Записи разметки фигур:
# # # # #
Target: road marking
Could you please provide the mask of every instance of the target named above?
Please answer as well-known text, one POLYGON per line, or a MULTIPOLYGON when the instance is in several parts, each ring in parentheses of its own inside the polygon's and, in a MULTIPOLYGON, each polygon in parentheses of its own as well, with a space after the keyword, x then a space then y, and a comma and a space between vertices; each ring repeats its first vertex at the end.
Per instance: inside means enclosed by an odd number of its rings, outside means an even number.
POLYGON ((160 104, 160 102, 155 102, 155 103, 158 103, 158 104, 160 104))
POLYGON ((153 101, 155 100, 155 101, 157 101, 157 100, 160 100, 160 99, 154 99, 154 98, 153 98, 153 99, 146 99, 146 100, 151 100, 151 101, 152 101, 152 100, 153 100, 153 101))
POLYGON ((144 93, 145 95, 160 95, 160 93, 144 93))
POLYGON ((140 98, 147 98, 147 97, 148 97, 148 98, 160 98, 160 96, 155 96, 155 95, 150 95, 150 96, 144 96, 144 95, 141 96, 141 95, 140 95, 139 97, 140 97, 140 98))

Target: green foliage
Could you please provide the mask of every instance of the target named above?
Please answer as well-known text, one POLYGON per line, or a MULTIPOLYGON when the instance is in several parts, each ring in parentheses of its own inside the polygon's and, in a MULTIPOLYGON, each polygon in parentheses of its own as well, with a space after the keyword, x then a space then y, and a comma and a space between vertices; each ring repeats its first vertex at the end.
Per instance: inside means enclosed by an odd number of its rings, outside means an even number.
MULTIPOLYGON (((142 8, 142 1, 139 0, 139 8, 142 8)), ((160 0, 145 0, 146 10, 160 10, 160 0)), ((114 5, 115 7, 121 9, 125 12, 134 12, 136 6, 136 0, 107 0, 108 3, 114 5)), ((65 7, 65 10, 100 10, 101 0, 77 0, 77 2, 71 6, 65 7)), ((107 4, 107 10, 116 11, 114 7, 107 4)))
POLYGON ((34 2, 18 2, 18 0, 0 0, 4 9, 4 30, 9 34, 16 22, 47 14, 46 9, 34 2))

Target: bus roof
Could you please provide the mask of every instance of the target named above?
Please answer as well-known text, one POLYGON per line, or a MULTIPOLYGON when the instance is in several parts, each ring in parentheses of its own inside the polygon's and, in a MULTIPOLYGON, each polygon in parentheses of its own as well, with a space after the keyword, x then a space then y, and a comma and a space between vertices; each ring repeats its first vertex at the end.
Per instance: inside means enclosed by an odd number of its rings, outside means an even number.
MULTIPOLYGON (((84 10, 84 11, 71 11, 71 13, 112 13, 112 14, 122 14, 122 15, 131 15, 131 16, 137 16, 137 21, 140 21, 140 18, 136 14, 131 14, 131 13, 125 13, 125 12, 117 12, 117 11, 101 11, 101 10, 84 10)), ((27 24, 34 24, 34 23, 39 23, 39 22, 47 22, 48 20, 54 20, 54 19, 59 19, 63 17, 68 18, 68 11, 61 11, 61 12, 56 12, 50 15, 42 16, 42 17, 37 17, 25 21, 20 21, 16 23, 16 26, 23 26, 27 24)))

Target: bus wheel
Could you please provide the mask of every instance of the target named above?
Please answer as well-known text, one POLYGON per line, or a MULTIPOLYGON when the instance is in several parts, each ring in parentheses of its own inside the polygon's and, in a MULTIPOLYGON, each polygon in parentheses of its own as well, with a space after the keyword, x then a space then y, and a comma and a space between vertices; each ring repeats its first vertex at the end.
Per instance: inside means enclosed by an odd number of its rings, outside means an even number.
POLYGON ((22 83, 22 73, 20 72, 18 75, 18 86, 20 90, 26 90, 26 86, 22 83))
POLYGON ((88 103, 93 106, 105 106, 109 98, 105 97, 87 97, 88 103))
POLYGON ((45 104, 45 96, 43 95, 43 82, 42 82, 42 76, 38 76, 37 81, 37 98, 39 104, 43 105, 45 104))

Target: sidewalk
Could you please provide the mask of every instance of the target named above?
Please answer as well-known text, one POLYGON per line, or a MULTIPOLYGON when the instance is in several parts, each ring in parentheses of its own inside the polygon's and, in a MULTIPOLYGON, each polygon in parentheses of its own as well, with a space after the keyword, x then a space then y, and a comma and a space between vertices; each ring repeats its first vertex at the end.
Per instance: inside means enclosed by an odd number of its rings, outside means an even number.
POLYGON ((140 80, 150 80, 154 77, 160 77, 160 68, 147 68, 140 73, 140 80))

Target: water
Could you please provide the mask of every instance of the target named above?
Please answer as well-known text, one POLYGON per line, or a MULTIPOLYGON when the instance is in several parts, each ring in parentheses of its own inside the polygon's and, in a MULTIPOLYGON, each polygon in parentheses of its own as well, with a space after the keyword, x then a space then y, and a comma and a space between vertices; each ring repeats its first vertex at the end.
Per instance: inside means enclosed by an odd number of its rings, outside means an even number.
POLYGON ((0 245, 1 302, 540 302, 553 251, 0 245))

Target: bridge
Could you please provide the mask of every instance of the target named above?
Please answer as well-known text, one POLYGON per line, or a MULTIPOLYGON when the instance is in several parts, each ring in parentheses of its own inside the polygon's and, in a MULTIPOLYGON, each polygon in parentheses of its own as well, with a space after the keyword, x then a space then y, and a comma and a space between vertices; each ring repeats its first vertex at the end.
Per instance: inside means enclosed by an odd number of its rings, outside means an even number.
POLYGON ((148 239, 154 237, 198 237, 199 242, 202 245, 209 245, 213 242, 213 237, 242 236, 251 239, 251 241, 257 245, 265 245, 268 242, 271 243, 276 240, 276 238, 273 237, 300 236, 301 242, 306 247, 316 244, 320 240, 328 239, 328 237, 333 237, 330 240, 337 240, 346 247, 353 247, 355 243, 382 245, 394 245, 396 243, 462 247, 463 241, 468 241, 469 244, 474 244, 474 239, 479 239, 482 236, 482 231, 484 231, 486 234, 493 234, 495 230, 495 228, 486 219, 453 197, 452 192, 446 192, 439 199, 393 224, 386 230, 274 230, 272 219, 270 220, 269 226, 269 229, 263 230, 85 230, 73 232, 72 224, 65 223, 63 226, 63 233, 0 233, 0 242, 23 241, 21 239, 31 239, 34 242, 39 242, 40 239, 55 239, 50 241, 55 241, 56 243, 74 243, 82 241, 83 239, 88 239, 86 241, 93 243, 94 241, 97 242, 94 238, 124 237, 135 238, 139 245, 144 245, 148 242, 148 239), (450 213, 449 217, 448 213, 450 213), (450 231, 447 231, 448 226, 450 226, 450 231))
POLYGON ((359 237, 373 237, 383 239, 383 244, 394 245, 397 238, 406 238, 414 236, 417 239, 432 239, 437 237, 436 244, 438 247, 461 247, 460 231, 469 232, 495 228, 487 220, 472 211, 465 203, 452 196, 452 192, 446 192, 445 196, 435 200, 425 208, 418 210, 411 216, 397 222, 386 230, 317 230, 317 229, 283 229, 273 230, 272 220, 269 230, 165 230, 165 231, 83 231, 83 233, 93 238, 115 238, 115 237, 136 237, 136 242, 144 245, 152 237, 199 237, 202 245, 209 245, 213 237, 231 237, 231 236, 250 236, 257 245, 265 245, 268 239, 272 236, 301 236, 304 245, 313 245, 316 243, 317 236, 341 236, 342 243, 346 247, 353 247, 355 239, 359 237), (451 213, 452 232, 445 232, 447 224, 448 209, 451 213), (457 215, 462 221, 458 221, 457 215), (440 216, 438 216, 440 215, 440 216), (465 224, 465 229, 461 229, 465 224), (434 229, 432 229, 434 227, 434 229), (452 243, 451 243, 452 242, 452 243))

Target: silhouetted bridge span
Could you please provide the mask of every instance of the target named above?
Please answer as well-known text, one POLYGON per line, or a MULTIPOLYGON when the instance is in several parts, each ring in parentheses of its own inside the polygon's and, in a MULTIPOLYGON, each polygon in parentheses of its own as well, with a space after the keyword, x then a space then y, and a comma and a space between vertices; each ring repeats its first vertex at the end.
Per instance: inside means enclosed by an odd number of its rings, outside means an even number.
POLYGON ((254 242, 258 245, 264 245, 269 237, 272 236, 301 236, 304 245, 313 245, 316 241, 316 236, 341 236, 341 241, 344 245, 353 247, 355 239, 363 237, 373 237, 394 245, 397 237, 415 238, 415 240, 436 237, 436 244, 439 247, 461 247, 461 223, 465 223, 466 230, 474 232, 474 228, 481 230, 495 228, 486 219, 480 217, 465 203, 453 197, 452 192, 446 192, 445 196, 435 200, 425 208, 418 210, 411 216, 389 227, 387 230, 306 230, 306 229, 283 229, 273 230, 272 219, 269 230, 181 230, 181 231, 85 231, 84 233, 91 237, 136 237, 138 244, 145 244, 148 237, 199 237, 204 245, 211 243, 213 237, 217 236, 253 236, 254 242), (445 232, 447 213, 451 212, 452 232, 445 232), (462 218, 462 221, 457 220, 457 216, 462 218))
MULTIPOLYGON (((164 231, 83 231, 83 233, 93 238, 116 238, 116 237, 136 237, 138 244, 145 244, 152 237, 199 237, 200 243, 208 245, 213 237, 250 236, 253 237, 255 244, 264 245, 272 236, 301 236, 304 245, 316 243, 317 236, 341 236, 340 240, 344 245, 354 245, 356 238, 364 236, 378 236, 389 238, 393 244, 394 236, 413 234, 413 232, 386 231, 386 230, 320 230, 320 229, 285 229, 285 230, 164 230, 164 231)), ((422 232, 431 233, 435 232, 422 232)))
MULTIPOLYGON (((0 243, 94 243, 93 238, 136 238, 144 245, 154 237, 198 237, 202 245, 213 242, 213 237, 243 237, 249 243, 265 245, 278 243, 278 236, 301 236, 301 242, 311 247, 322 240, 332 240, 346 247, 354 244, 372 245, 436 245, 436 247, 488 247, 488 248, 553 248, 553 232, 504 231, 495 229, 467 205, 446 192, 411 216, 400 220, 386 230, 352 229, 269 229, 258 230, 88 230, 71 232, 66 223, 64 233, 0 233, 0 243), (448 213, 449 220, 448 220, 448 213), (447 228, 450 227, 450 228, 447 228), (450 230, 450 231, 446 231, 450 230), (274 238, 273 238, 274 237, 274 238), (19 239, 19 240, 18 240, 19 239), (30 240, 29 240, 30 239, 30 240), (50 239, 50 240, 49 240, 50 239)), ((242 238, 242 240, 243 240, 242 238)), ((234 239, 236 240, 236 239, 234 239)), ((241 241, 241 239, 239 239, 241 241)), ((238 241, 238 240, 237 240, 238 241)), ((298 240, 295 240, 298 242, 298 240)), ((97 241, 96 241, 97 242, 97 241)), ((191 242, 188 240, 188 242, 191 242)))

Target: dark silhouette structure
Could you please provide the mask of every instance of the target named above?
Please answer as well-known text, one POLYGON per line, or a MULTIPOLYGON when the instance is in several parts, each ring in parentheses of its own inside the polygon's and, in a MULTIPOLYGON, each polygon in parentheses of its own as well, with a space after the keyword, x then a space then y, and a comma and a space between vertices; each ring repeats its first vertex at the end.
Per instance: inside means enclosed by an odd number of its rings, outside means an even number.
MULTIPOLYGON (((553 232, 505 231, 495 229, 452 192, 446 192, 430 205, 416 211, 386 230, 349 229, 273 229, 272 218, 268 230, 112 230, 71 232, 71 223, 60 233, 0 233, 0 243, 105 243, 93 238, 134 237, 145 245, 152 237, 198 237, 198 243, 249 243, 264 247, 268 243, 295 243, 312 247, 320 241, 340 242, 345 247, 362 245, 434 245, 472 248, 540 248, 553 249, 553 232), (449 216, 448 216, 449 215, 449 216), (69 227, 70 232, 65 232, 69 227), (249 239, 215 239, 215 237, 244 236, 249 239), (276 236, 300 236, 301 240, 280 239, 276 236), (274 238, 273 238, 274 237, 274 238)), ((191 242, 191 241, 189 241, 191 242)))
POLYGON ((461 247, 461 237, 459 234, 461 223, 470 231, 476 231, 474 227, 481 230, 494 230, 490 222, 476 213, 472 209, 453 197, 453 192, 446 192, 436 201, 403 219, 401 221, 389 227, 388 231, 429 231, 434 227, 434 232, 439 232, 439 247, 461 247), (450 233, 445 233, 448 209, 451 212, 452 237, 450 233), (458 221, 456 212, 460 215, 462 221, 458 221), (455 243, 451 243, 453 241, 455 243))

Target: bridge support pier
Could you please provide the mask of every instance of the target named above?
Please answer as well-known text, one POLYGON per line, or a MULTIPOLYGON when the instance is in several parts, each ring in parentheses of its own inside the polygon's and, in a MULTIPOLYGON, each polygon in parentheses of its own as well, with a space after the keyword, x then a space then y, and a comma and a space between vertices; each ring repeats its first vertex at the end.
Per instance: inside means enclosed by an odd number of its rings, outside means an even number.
# # # # #
Что нужно сделать: Оформите участок записей выше, от строки, содержащей «Target: silhouetted bridge span», до строки, содержащей «MULTIPOLYGON (((164 231, 83», включительно, в виде списка JSON из строк, где каждой строке соответствует один элемент списка, а пустые строки пропущены.

Ответ к заданию:
[
  "Target: silhouetted bridge span",
  "Could you please provide the mask of every instance of the target named above?",
  "Please answer as well-known text, one POLYGON per line, or a MULTIPOLYGON when the instance is in several parts, each ring in parentheses of its own inside the polygon's and, in a MULTIPOLYGON, each polygon in parentheses of its own as well, with a space after the keyword, x then a space then y, and a comma and a space between vertices; each ring repeats its first vertex at the end.",
  "Per instance: inside means enclosed by an odd number of its rings, outside means an even number.",
  "POLYGON ((254 242, 258 245, 264 245, 269 237, 272 236, 301 236, 304 245, 313 245, 316 241, 316 236, 341 236, 341 241, 344 245, 353 247, 355 239, 363 237, 373 237, 394 245, 397 237, 415 238, 415 240, 436 237, 436 244, 439 247, 461 247, 461 223, 465 223, 466 230, 474 232, 474 228, 481 230, 495 228, 486 219, 480 217, 465 203, 453 197, 452 192, 446 192, 445 196, 435 200, 425 208, 418 210, 411 216, 389 227, 387 230, 306 230, 306 229, 283 229, 273 230, 272 219, 269 230, 181 230, 181 231, 85 231, 84 233, 91 237, 136 237, 138 244, 145 244, 148 237, 199 237, 204 245, 211 243, 213 237, 217 236, 253 236, 254 242), (445 232, 447 213, 451 212, 452 232, 445 232), (462 218, 462 221, 457 220, 457 216, 462 218))",
  "MULTIPOLYGON (((164 231, 83 231, 83 233, 93 238, 116 238, 116 237, 136 237, 138 244, 145 244, 152 237, 199 237, 200 243, 208 245, 213 237, 250 236, 253 237, 255 244, 264 245, 272 236, 301 236, 304 245, 316 243, 317 236, 341 236, 340 240, 344 245, 354 245, 356 238, 364 236, 378 236, 389 238, 393 244, 394 236, 413 234, 413 232, 386 231, 386 230, 320 230, 320 229, 285 229, 285 230, 164 230, 164 231)), ((422 232, 431 233, 435 232, 422 232)))"
]